Can you write out the fluoroboric acid text below, word for word, from "Aqueous solutions of" up to and including "residual acetic anhydride."?

**QUOTED PASSAGE:**
· · · · · · ·
It is mainly produced as a precursor to other fluoroborate salts. It is a strong acid. Fluoroboric acid is corrosive and attacks the skin. It is available commercially as a solution in water and other solvents such as diethyl ether. It is a strong acid with a weakly coordinating, non-oxidizing conjugate base. It is structurally similar to perchloric acid, but lacks the hazards associated with oxidants.
Pure H[BF4] has not been described. The same holds true for the superacids that are known by the simplified formulas H[PF6] and H[SbF6]. However, a solution of BF3 in HF is highly acidic, having an approximate speciation of [H2F]+[BF4]− (fluoronium tetrafluoroborate) and a Hammett acidity function of −16.6 at 7 mol % BF3, easily qualifying as a superacid. Although the solvent-free H[BF4] has not been isolated, its solvates are well characterized. These salts consist of protonated solvent as a cation, e.g., H3O+ and H5O+2, and the tetrahedral BF−4 anion. The anion and cations are strongly hydrogen-bonded.
Aqueous solutions of H[BF4] are produced by dissolving boric acid in aqueous hydrofluoric acid. Three equivalents of HF react to give the intermediate boron trifluoride and the fourth gives fluoroboric acid:
An anhydrous fluoroboric acid solution can be prepared by adding aqueous fluoroboric acid to an excess of acetic anhydride at 0°C, which produces a solution of fluoroboric acid, acetic acid, and residual acetic anhydride.
· · · · · · ·
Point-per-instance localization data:
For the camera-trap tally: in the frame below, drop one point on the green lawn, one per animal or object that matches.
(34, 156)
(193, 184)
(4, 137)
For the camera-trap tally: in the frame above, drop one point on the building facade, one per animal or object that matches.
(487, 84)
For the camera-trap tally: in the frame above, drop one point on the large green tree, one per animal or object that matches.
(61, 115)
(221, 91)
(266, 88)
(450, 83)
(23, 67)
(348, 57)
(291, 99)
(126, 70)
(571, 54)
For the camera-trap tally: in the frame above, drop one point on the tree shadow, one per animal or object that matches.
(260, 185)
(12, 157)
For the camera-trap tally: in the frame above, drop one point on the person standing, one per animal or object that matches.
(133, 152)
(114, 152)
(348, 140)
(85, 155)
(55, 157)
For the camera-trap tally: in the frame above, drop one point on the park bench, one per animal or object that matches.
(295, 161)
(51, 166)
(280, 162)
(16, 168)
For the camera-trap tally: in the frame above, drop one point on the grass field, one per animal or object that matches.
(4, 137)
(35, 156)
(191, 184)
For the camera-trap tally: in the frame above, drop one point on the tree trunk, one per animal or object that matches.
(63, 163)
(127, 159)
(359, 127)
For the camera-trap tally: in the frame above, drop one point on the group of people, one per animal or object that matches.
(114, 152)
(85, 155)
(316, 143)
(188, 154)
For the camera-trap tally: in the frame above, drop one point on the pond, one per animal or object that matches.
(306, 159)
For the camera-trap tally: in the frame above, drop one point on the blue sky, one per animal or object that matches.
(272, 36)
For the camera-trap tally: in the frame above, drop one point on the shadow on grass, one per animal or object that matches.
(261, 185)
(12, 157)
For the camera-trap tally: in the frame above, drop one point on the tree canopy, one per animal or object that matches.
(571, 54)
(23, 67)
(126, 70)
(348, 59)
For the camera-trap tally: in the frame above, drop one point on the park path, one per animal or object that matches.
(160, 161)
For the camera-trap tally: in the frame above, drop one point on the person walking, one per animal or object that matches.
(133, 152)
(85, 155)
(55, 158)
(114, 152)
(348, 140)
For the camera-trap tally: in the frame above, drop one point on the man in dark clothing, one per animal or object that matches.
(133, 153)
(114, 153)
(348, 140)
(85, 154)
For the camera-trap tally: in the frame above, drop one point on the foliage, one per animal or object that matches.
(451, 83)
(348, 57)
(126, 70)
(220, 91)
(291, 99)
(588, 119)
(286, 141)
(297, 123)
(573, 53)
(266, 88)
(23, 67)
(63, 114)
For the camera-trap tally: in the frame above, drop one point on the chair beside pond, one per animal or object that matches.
· · · · · · ·
**EXERCISE SOLUTION:**
Aqueous solutions of H[BF4] are produced by dissolving boric acid in aqueous hydrofluoric acid. Three equivalents of HF react to give the intermediate boron trifluoride and the fourth gives fluoroboric acid:
An anhydrous fluoroboric acid solution can be prepared by adding aqueous fluoroboric acid to an excess of acetic anhydride at 0°C, which produces a solution of fluoroboric acid, acetic acid, and residual acetic anhydride.